§ **WHAT YOU SHOULD DO**
Reproduce every line of the listing below, starting with the line containing "of the small" and continuing through the end of the listing. Increase each point coordinate in the answers by 71 and leave all other text unchanged.

(Raw records)
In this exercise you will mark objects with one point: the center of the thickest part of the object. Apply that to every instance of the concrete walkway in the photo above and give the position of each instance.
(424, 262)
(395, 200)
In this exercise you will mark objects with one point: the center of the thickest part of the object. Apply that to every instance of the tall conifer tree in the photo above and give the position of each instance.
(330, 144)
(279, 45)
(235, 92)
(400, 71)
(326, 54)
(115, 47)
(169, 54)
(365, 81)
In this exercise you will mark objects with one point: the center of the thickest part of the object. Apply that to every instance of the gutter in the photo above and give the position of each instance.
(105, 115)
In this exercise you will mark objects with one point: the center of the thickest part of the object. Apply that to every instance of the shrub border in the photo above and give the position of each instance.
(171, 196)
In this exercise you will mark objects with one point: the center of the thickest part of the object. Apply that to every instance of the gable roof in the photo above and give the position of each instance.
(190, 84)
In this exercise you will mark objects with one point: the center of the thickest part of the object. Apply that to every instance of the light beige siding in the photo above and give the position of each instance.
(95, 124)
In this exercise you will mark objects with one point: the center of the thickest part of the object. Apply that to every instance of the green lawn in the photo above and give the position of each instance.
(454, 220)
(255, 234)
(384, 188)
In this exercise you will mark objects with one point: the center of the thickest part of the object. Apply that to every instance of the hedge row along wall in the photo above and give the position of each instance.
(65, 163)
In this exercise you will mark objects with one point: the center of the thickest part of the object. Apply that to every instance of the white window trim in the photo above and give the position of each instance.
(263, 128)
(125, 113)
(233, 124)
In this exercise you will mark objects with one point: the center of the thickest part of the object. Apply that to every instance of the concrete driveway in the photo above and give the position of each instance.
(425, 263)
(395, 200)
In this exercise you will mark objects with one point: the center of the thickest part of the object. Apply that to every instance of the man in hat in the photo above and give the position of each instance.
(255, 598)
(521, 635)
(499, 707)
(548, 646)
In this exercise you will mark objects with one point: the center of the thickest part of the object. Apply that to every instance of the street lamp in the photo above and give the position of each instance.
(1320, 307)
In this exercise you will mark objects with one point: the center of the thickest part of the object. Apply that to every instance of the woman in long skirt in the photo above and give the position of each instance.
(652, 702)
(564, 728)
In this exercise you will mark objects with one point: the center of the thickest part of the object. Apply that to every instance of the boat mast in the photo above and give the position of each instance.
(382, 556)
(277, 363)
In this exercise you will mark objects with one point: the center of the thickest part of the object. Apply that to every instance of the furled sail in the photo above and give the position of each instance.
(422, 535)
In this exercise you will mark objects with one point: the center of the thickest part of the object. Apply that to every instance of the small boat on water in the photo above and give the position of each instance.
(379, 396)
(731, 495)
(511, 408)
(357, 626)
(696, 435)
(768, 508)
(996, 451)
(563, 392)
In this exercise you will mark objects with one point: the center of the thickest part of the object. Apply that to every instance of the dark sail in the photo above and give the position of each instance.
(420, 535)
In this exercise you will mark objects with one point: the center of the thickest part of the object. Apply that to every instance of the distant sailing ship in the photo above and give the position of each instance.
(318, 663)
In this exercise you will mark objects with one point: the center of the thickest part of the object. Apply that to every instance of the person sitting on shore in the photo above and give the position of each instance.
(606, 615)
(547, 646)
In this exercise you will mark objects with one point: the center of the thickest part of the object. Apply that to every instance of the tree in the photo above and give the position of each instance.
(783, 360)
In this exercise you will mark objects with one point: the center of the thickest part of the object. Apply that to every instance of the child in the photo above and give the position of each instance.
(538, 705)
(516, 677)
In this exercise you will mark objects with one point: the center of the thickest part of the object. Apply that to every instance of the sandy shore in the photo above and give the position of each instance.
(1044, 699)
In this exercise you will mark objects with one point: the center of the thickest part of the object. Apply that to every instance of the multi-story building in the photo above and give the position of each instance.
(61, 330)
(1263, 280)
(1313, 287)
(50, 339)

§ **REPLY TO THE TASK**
In this exercise you will mark objects with one point: the center of the thickest part of the object. Apply that to every instance of the small boat on water in the photo above and give the position of each instance.
(450, 467)
(802, 566)
(582, 479)
(428, 697)
(767, 506)
(839, 579)
(1067, 522)
(634, 463)
In this exercise you will mark objects with one point: the center of the thickest part of the object. Apply that to every instance of the dark sail in the photo above and give the position of each instance.
(491, 606)
In this exercise you will mark objects with one point: the center of the thickest part of the object. Apply that to every instance of the distant sailing ship in the photo above and give the position of each instance.
(389, 734)
In this exercise you will mark objects with one point: the center of the thickest part of the object. Apply that to every instance of the person sitting on shore in the photo above and give the position of each instance.
(677, 686)
(618, 717)
In this exercise you will mark objects with one point: the center of the thickest part of the object. Apply that to every instance of the tree in the photo above and give the position of each instance.
(854, 431)
In this exercise you will mark objects with one point: the center of the thickest part of the object. Apply that to every instance of the child in the photo above and give the position of each instance.
(609, 776)
(587, 748)
In this exercise you will mark objects with one point: the center of the thickest part of the object. Apply that to every instance of the sandy shore in the photo above and give the position of each instance.
(1115, 770)
In this exercise you will mark objects with one point: the center of the thickest part of the object. Apply that to every instance of the multi-story building in the photo above and give the position of each instance.
(132, 401)
(1334, 351)
(1384, 358)
(121, 410)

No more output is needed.